* **Descrição da tarefa**: Apresente todos os registros abaixo como um CSV de duas colunas, "texto" e "resposta", com uma linha por registro. Coloque cada campo entre aspas e substitua as quebras de linha por espaços.

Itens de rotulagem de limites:
---+---
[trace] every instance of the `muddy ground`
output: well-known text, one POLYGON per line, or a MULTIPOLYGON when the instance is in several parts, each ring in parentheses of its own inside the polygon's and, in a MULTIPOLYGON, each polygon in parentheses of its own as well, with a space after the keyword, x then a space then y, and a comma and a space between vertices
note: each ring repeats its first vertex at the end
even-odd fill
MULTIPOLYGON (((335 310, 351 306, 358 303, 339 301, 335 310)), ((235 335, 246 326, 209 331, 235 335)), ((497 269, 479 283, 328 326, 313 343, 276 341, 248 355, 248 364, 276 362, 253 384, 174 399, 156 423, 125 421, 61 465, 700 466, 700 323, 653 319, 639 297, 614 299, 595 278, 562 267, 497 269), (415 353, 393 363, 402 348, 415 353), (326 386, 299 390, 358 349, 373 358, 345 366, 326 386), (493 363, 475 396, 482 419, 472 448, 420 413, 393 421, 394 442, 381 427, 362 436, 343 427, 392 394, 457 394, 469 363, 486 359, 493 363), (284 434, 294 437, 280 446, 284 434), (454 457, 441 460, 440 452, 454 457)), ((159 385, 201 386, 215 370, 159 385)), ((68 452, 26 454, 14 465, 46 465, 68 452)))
---+---
* **Resposta**:
texto,resposta
"[trace] every instance of the `muddy ground` output: well-known text, one POLYGON per line, or a MULTIPOLYGON when the instance is in several parts, each ring in parentheses of its own inside the polygon's and, in a MULTIPOLYGON, each polygon in parentheses of its own as well, with a space after the keyword, x then a space then y, and a comma and a space between vertices note: each ring repeats its first vertex at the end even-odd fill","MULTIPOLYGON (((335 310, 351 306, 358 303, 339 301, 335 310)), ((235 335, 246 326, 209 331, 235 335)), ((497 269, 479 283, 328 326, 313 343, 276 341, 248 355, 248 364, 276 362, 253 384, 174 399, 156 423, 125 421, 61 465, 700 466, 700 323, 653 319, 639 297, 614 299, 595 278, 562 267, 497 269), (415 353, 393 363, 402 348, 415 353), (326 386, 299 390, 358 349, 373 358, 345 366, 326 386), (493 363, 475 396, 482 419, 472 448, 420 413, 393 421, 394 442, 381 427, 362 436, 343 427, 392 394, 457 394, 469 363, 486 359, 493 363), (284 434, 294 437, 280 446, 284 434), (454 457, 441 460, 440 452, 454 457)), ((159 385, 201 386, 215 370, 159 385)), ((68 452, 26 454, 14 465, 46 465, 68 452)))"